> [Directive]: Pick out and copy each line of the records below that contains the string "canopy". Case counts.

───── Record extracts ─────

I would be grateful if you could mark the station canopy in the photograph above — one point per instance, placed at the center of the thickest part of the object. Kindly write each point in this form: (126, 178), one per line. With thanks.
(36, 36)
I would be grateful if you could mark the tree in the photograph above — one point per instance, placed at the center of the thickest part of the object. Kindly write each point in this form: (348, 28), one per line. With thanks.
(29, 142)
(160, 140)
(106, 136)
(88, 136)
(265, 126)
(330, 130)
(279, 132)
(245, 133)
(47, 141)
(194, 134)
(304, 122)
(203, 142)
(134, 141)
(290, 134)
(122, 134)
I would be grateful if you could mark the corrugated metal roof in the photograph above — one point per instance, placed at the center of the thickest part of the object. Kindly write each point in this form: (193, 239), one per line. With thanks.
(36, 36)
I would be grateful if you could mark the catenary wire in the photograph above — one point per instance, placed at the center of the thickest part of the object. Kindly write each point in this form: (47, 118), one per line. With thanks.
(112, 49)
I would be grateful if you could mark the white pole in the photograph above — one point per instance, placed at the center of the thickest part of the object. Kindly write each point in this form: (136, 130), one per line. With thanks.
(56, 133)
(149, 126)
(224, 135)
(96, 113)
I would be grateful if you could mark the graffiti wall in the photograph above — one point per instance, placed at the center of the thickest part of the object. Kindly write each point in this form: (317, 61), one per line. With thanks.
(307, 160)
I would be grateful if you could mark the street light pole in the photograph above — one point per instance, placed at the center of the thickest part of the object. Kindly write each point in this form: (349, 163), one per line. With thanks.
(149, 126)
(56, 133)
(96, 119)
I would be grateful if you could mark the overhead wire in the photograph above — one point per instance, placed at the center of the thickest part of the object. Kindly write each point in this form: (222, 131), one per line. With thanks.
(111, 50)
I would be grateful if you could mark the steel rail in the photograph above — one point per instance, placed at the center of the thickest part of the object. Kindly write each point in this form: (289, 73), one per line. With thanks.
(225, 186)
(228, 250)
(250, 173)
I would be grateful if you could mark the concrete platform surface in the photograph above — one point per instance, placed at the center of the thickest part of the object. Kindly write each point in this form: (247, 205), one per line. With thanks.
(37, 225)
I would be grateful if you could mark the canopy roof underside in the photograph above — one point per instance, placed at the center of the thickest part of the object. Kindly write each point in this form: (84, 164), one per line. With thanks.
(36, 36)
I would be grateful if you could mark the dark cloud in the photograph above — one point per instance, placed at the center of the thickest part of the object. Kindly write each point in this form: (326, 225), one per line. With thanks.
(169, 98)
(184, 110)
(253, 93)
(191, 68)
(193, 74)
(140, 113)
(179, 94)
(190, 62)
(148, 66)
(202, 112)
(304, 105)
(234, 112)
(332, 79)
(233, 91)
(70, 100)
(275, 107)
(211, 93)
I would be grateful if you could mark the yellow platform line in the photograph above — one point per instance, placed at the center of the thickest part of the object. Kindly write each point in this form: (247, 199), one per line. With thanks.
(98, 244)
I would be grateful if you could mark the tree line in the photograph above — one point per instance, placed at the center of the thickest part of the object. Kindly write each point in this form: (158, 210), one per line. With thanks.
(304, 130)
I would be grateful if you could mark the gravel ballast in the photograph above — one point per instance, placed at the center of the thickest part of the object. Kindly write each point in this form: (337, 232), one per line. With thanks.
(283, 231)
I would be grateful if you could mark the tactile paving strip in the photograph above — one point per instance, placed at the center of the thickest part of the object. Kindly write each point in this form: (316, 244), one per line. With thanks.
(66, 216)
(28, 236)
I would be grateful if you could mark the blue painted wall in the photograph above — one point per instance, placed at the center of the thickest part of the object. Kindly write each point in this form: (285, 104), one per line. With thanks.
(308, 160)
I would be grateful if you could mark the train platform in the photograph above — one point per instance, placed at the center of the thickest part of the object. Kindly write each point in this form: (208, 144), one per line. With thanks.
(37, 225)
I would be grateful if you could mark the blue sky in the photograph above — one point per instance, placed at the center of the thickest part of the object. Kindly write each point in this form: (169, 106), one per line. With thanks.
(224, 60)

─────
───── Record extracts ─────

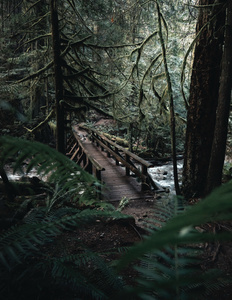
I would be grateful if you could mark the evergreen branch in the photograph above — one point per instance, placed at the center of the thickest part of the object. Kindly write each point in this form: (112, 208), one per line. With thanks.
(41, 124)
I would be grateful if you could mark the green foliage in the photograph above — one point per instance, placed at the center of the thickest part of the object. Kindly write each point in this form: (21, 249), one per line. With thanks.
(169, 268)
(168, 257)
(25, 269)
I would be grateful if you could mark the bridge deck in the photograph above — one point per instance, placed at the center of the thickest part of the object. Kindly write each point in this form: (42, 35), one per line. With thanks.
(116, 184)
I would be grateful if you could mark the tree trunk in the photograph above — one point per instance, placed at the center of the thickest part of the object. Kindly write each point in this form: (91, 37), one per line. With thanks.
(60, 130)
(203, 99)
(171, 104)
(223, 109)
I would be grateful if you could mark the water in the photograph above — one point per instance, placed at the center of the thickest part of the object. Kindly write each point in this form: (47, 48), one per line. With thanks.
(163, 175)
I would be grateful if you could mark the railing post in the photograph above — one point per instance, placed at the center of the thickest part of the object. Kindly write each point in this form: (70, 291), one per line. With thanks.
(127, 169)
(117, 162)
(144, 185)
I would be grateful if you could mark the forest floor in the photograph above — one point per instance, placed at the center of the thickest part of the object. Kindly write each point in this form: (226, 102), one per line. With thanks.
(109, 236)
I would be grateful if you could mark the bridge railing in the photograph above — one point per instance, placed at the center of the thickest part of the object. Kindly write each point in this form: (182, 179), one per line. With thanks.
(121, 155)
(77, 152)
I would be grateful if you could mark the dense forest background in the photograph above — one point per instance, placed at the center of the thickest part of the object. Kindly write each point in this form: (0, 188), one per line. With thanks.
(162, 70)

─────
───── Record extracts ─────

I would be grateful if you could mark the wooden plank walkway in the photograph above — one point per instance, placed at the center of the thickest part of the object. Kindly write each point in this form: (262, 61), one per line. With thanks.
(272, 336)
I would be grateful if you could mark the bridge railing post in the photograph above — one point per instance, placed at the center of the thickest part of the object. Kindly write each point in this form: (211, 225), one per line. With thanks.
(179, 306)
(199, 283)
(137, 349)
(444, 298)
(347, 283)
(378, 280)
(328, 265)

─────

> [Result of this task]:
I would be grateful if you could mark the station canopy in the photograph above — one point per instance, placed at the center of the thickest part of the object. Kindly write each point in this form: (126, 178), one per line. With thanks.
I would be grateful if you could mark the canopy roof underside in the photograph above — one point per instance, placed at the center of the thickest part of the object. Kindly write each point in this form: (84, 164), one per line. With thanks.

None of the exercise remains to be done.